(Point-based annotation data)
■ ■ ■ ■
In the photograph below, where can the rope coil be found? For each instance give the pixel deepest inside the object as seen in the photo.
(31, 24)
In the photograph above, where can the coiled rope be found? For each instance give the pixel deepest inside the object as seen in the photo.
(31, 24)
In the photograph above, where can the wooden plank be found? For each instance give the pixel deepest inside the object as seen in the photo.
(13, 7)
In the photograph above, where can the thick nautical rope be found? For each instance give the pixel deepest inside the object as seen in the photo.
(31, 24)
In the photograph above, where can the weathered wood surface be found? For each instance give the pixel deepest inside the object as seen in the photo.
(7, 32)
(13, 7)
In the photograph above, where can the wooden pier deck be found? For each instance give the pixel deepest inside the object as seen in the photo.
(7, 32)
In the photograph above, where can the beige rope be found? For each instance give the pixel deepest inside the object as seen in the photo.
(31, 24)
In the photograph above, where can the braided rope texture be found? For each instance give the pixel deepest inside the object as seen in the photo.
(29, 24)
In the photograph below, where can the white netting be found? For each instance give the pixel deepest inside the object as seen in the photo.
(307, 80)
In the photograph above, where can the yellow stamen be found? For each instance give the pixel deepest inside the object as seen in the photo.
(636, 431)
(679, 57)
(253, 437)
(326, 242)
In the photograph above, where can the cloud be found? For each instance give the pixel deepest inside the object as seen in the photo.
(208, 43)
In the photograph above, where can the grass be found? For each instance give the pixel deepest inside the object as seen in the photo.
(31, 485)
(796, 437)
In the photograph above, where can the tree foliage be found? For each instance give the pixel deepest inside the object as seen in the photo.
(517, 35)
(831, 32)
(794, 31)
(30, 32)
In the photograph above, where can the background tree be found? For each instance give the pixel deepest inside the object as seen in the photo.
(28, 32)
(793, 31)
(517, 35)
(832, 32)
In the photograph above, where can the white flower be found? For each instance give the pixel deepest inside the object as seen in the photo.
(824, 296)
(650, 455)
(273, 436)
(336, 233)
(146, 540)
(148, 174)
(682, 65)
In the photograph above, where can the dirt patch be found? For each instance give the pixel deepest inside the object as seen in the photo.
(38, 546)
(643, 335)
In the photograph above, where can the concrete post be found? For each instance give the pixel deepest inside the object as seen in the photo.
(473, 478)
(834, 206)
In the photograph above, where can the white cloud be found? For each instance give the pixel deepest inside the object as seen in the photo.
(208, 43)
■ ■ ■ ■
» **WRITTEN TASK**: Can you copy the lines above, starting with the line containing "In the photograph above, where can the white cloud" and continuing through the last line, both ends included?

» **THE COMPLETED TASK**:
In the photograph above, where can the white cloud be found? For each instance give the pixel deepest inside the object as seen in the photo.
(208, 43)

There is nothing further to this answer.